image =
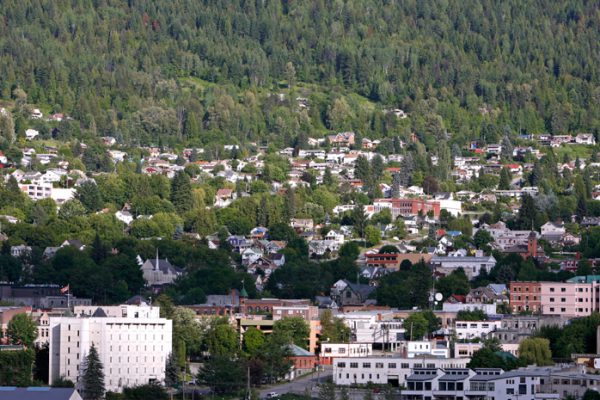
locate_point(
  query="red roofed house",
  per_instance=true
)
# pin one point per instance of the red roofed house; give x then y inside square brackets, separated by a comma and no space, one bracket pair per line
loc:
[515,168]
[224,197]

----------

Turn the lines of the records above into a numbered list, skipping any blank lines and leaving out the pictures.

1. image =
2. locate_point(
3.   query="red roofed house",
4.   per_instance=true
5. )
6. # pin one point per instance of the red roofed house; give x then y inside square brackets, separated by a comma and no space, one bracket pair per line
7. loc:
8. [515,168]
9. [224,197]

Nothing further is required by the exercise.